- Aim of the exercise
Rewrite the lines from the one with "Target: dried fruit piece" through the final line, requests included, shifting each point coordinate in the answers up by 5. Give only those lines.

(Object point labels)
────────────────

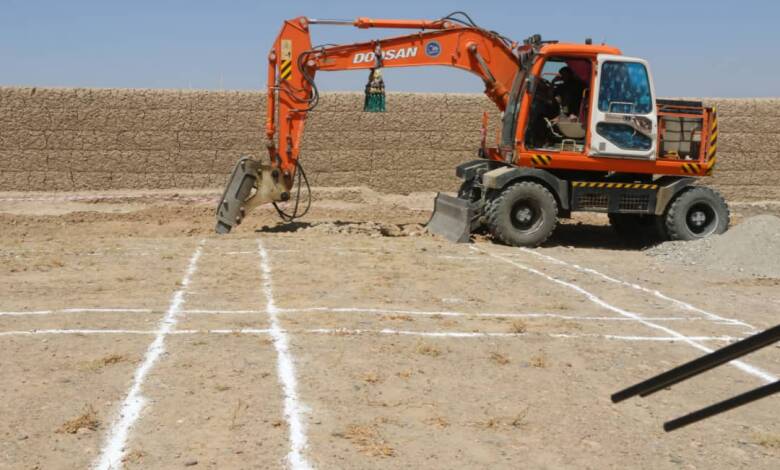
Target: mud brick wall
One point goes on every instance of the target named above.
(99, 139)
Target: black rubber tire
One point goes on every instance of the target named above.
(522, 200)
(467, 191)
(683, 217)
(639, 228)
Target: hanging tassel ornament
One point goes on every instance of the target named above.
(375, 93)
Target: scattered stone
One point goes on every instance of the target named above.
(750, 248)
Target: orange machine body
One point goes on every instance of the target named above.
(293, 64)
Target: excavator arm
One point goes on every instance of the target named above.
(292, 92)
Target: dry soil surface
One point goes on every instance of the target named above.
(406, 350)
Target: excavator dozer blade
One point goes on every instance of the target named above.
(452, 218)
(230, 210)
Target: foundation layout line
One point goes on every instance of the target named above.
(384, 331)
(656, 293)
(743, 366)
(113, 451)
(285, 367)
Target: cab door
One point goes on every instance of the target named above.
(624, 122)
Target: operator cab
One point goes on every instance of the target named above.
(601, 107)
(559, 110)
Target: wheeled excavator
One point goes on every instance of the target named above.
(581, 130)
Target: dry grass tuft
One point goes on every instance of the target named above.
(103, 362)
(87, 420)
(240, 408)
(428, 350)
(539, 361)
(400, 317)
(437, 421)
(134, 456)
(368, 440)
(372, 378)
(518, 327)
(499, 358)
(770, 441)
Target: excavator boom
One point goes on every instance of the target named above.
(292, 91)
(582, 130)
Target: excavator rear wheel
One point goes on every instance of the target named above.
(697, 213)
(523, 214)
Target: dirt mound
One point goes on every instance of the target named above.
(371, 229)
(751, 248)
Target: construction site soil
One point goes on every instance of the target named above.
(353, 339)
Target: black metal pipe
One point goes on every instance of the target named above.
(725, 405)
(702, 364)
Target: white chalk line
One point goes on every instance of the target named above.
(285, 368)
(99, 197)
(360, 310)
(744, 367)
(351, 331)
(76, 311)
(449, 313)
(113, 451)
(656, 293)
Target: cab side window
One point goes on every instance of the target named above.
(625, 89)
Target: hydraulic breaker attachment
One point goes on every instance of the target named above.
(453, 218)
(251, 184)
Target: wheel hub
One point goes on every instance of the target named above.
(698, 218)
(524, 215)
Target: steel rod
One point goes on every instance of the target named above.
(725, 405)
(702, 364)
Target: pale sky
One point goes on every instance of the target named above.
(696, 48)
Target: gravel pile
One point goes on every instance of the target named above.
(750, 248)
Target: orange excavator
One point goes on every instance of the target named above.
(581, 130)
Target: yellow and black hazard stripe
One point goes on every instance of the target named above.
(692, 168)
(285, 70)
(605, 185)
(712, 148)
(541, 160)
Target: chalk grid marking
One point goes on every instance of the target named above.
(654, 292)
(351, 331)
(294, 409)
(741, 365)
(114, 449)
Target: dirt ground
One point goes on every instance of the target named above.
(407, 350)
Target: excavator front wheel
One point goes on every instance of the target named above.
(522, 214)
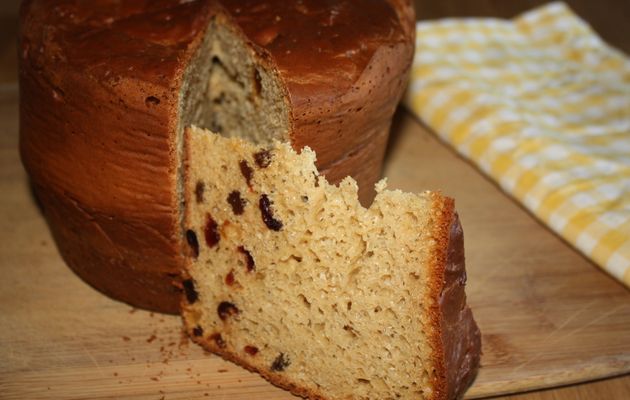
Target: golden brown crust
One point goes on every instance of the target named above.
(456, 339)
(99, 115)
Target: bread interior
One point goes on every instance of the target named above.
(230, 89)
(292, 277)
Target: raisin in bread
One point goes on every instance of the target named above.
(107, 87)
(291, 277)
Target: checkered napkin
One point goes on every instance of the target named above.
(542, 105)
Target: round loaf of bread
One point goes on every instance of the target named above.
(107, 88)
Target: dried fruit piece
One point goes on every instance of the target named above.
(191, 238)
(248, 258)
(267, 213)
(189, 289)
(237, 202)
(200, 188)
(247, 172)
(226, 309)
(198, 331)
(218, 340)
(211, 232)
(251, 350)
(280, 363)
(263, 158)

────────────────

- Answer to this exercise
Target: dried fruit piece
One point goes on every instance of the target named above.
(196, 243)
(253, 263)
(272, 218)
(194, 294)
(242, 207)
(205, 193)
(252, 177)
(231, 314)
(203, 336)
(223, 345)
(216, 237)
(256, 355)
(285, 368)
(268, 163)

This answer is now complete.